» What to do
Restate word for word every line from the one containing "Locate the woman;" to the last line of the records below.

» Material shown
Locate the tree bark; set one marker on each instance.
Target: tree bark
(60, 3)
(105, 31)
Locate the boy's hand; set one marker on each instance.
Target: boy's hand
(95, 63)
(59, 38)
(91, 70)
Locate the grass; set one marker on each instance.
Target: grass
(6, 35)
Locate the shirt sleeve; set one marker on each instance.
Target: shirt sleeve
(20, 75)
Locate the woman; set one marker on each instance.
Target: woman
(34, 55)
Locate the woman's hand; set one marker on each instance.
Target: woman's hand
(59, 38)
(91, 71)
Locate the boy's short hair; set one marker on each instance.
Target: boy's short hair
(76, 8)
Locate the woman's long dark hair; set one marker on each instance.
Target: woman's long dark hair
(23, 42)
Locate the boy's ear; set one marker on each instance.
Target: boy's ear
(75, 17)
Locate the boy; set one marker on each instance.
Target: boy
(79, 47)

» Your response
Locate the woman; set one marker on each instance.
Target: woman
(34, 55)
Locate the woman's hand; set one marker on each instance.
Target: woman's hand
(59, 38)
(91, 71)
Locate the boy's short hair; set one marker on each instance.
Target: boy's short hair
(76, 8)
Locate the woman's long dark hair; set one marker on each instance.
Target: woman's long dark hair
(23, 42)
Locate the boy's ear; set one marker on each instance.
Target: boy's ear
(75, 17)
Locate the boy; set one marker on each instance.
Target: boy
(79, 47)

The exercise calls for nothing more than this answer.